■ **Exercise aim**
Can you lay out every line of the listing below as a numbered list, skipping any blank lines and leaving the pictures out?

[Photo labels and their boxes]
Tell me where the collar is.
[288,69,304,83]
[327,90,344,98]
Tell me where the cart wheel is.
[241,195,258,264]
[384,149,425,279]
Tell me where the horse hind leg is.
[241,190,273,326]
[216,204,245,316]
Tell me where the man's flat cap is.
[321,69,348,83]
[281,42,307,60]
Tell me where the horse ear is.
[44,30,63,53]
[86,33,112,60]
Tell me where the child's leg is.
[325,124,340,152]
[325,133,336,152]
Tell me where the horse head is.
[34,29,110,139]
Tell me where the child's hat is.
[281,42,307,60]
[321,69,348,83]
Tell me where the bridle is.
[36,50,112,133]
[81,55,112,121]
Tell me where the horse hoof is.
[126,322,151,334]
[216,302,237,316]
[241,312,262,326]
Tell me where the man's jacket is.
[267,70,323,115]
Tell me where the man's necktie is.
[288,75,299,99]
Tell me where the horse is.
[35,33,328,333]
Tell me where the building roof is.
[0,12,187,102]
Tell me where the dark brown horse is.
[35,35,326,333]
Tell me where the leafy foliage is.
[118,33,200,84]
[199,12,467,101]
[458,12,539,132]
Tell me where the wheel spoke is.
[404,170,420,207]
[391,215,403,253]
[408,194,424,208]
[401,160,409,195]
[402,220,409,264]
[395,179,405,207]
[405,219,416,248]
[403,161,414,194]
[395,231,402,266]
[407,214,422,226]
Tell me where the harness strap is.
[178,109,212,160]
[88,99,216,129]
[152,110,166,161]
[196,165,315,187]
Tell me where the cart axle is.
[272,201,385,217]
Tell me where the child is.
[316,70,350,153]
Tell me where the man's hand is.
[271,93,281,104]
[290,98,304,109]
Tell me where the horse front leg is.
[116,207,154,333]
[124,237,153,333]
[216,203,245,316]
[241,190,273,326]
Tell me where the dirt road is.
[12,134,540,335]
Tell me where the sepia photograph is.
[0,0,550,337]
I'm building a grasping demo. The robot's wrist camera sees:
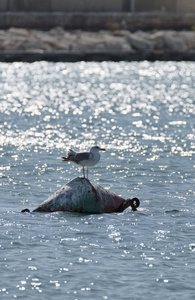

■ **Answer to this problem**
1. Tell me where the collar is.
2. [288,69,304,83]
3. [327,90,344,98]
4. Tell me where the cart wheel is.
5. [241,195,258,264]
6. [384,149,425,279]
7. Tell me where the horse hind leg is.
8. [241,190,273,326]
9. [216,204,245,316]
10. Tell me where the man's flat cap is.
11. [321,69,348,83]
12. [281,42,307,60]
13. Tell me where the horse ear is.
14. [44,30,63,53]
15. [86,33,112,60]
16. Tell me where the child's leg is.
17. [325,124,340,152]
18. [325,133,336,152]
19. Tell me where the horse head is.
20. [34,29,110,139]
21. Tell me where the child's hat is.
22. [281,42,307,60]
23. [321,69,348,83]
24. Tell me where the bridle is.
25. [36,50,112,133]
26. [81,55,112,121]
27. Tell me where the horse hoof is.
28. [126,322,151,334]
29. [216,302,237,316]
30. [241,312,262,326]
31. Tell me where the man's jacket is.
32. [267,70,323,115]
33. Tell me where the man's necktie is.
34. [288,75,299,99]
35. Tell me where the horse is.
36. [35,33,328,333]
37. Tell me where the building roof is.
38. [0,12,187,102]
39. Tell me where the dark brown horse is.
40. [35,35,326,333]
41. Tell me where the leafy foliage is.
42. [118,33,200,84]
43. [199,12,467,101]
44. [458,12,539,132]
45. Tell me where the wheel spoke is.
46. [404,170,420,207]
47. [391,215,403,253]
48. [408,194,424,208]
49. [401,160,409,195]
50. [402,220,409,264]
51. [395,179,405,207]
52. [405,219,416,248]
53. [403,161,414,194]
54. [395,231,402,266]
55. [407,214,422,226]
56. Tell me where the harness strap is.
57. [178,109,212,160]
58. [88,99,216,129]
59. [152,110,166,161]
60. [196,165,315,187]
61. Tell me where the cart axle is.
62. [272,201,385,217]
63. Tell me where the child is.
64. [316,70,350,153]
65. Tell me where the man's hand is.
66. [271,93,281,104]
67. [290,98,304,109]
68. Tell me where the horse front leg is.
69. [116,207,154,333]
70. [124,237,153,333]
71. [216,203,245,316]
72. [241,190,273,326]
73. Tell me where the dirt road is.
74. [12,134,540,335]
75. Tell me where the sepia photograph is.
76. [0,0,550,337]
77. I'm building a grasping demo. The robot's wrist camera sees:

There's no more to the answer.